Problem A – Translate this sentence from the essay on embryos and moral lines into Spanish: "Slippery slopes run both ways."

Supplied passage –
I cringe at this interpretation of the Declaration. Levin believes that equality means a 5-day-old embryo has the same right to life as a 5-year-old girl. I just can’t buy that. I’m a gradualist. I value the 5-day-old embryo because it’s on its way to becoming the 5-year-old girl. But it’s not there yet. It hasn’t acquired the sentience and cognition that characterize a full-fledged human being.

The Declaration says we’re created with an unalienable right to liberty as well as life. But that hasn’t stopped us from regulating liberties in proportion to maturity, as we do, for example, with curfews and driving. Why can’t we exercise the same discretion with respect to life? Yes, life is a more basic right. But maybe that just means that instead of drawing lines after birth, as we do with liberty, we should confine our line-drawing about life to the period before birth.

Slippery slopes run both ways. Let’s call that Human Nature’s second law. If we don’t draw moral lines against the exploitation of embryos, we may end up obliterating respect for human life generally. But if we’re so afraid of that prospect that we refuse to draw lines permitting the use of any embryos under any conditions, we may end up obliterating the moral difference between embryos and full-grown people. Liberals should think seriously about the first scenario. Conservatives should think just as seriously about the second.

Problem B – Give the lines of the entries as a JSON list of strings, one string per line and no blank lines. Start at the first line of the entries and end with the line that contains "positive clicks: (1008, 378)", including both.

Records for this task –

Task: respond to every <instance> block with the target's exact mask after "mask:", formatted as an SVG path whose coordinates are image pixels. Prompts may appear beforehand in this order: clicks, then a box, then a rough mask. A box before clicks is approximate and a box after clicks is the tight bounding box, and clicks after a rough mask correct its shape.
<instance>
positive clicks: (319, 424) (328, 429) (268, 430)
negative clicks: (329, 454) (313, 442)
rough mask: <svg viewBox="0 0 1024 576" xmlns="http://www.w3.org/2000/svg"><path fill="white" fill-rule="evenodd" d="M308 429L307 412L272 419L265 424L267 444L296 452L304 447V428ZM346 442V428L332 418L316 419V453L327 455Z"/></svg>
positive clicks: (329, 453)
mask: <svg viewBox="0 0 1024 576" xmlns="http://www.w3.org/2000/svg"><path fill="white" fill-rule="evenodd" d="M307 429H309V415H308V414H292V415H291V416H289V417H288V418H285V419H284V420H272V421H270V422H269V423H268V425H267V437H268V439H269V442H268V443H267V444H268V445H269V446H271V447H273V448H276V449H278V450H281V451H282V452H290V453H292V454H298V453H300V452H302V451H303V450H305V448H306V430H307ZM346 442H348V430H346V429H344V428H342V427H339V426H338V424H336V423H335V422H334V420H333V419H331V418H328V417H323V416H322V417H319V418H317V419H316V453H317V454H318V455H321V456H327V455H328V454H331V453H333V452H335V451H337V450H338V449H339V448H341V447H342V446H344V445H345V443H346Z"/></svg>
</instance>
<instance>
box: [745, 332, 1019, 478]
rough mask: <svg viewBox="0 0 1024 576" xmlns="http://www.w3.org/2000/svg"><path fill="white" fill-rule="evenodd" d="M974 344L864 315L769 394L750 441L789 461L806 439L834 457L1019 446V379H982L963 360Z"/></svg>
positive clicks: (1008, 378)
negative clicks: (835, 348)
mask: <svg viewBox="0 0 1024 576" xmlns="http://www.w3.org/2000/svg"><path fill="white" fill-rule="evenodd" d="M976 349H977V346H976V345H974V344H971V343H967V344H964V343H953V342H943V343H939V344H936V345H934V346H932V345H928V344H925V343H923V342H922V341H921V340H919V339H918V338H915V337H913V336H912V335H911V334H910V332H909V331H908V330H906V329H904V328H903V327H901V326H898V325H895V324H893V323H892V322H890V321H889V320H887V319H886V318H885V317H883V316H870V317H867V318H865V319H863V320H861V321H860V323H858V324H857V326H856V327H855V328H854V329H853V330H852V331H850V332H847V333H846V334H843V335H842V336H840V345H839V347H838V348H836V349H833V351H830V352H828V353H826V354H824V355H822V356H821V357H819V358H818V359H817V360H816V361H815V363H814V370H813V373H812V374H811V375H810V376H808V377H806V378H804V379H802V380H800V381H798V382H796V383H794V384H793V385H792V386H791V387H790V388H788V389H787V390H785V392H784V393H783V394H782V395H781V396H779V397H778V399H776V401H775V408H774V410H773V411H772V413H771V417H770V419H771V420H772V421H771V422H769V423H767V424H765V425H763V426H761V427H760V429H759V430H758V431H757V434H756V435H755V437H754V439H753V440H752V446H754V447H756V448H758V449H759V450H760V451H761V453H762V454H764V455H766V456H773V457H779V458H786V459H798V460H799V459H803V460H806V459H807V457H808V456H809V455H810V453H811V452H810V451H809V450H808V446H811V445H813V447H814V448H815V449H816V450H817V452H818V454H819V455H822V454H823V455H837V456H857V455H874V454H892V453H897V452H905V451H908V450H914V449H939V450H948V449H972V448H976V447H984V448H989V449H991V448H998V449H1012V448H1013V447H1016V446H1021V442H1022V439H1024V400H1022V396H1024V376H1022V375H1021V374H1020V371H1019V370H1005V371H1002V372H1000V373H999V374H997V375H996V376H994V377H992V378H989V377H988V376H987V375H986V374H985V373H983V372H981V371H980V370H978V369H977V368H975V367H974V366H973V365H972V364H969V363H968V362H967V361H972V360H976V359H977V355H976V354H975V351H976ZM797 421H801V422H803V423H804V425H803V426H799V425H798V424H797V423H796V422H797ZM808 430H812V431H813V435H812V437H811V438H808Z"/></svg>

Exercise response A – Las pendientes resbaladizas van en ambas direcciones.

Exercise response B –
[
  "Task: respond to every <instance> block with the target's exact mask after \"mask:\", formatted as an SVG path whose coordinates are image pixels. Prompts may appear beforehand in this order: clicks, then a box, then a rough mask. A box before clicks is approximate and a box after clicks is the tight bounding box, and clicks after a rough mask correct its shape.",
  "<instance>",
  "positive clicks: (319, 424) (328, 429) (268, 430)",
  "negative clicks: (329, 454) (313, 442)",
  "rough mask: <svg viewBox=\"0 0 1024 576\" xmlns=\"http://www.w3.org/2000/svg\"><path fill=\"white\" fill-rule=\"evenodd\" d=\"M308 429L307 412L272 419L265 424L267 444L296 452L304 447V428ZM346 442V428L332 418L316 419V453L327 455Z\"/></svg>",
  "positive clicks: (329, 453)",
  "mask: <svg viewBox=\"0 0 1024 576\" xmlns=\"http://www.w3.org/2000/svg\"><path fill=\"white\" fill-rule=\"evenodd\" d=\"M307 429H309V415H308V414H292V415H291V416H289V417H288V418H285V419H284V420H272V421H270V422H269V423H268V425H267V437H268V439H269V442H268V443H267V444H268V445H269V446H271V447H273V448H276V449H278V450H281V451H282V452H290V453H292V454H298V453H300V452H302V451H303V450H305V448H306V430H307ZM346 442H348V430H346V429H344V428H342V427H339V426H338V424H336V423H335V422H334V420H333V419H331V418H328V417H323V416H322V417H319V418H317V419H316V453H317V454H318V455H321V456H327V455H328V454H331V453H333V452H335V451H337V450H338V449H339V448H341V447H342V446H344V445H345V443H346Z\"/></svg>",
  "</instance>",
  "<instance>",
  "box: [745, 332, 1019, 478]",
  "rough mask: <svg viewBox=\"0 0 1024 576\" xmlns=\"http://www.w3.org/2000/svg\"><path fill=\"white\" fill-rule=\"evenodd\" d=\"M974 344L864 315L769 394L750 441L789 461L806 439L834 457L1019 446V379H982L963 360Z\"/></svg>",
  "positive clicks: (1008, 378)"
]